[Entries provided]

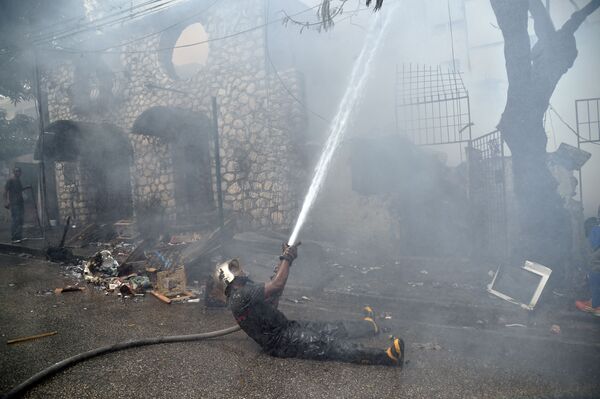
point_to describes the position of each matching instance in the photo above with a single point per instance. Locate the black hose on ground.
(63, 364)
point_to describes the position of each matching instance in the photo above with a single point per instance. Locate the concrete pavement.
(450, 354)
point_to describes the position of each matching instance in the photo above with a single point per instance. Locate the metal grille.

[/Entries provided]

**What to do**
Give all entries again verbatim, without any images.

**Your response**
point_to describes the position of each matching instance in the photo above with a single point per instance. Locate the black hose on ground.
(63, 364)
point_to describes the position of each matching instance in the photo above with a single point per instance. Locate the concrete pavement.
(450, 354)
point_to describes the position of each matching instance in the photo above with a single point per instance. Locate the metal grille.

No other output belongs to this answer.